» REQUIRED TASK 1
Name every hill, mountain system, glacier, or nunatak mentioned in the Allan Hills text, leaving out the Allan Hills and their other name.
» REQUIRED TASK 2
Carry on writing the Allan Hills text after its last sentence.

[start of SOURCE TEXT]

The Allan Hills are a group of hills at the end of the Transantarctic Mountains System, located in Oates Land and Victoria Land regions of Antarctica.  

They are mainly ice free and about  long, lying just north-west of the Coombs Hills near the heads of Mawson Glacier and Mackay Glacier.

They were mapped by the New Zealand party (1957–58) of the Commonwealth Trans-Antarctic Expedition and named for Professor R. S. Allan of the University of Canterbury, New Zealand.

Allan Hills is referred to as the Allan Nunatak, and mapped north of Carapace Nunatak, in the memoirs of the Scott Base Leader Adrian Hayter. Both names are in the USGS listing.

[end of SOURCE TEXT]
[start of DATASET SECTION]

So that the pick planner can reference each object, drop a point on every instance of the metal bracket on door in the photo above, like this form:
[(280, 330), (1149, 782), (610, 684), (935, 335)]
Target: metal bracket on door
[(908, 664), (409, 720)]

[end of DATASET SECTION]

» RIGHT ANSWER 1
- Transantarctic Mountains System
- Coombs Hills
- Mawson Glacier
- Mackay Glacier
- Carapace Nunatak

» RIGHT ANSWER 2
Meteorites
According to William A. Cassidy, describing the 1976–1977 ANSMET meteorite collecting season, "Looking across the Mackay Glacier at the great sky-blue patches of ice beyond Mount Brooke, we were looking for the first time at ice that had a tremendous upstream collecting area.  We were looking at Meteorite Heaven...  The closest mapped feature to the ice patch north of the Mackay Glacier was a low-lying, roughly Y-shaped ridge called Allan Hills."  During his second collecting season, Cassidy camped at what he called the Allan Hills Main Icefield, "a major concentration of meteorites," and made reconnaissance visits to nearby ice patches, Allan Hills Near Western, Allan Hills Middle Western and Allan Hills Far Western Icefields.  They collected their first lunar meteorite, ALHA 81005, during the 1981–82 field season in the Middle Western Icefield.  The Martian meteorite ALHA 77005 was collected in 1977 at Allan Hills, while ALH 84001 was collected on the Allan Hills Far Western Icefield during the 1984–85 season.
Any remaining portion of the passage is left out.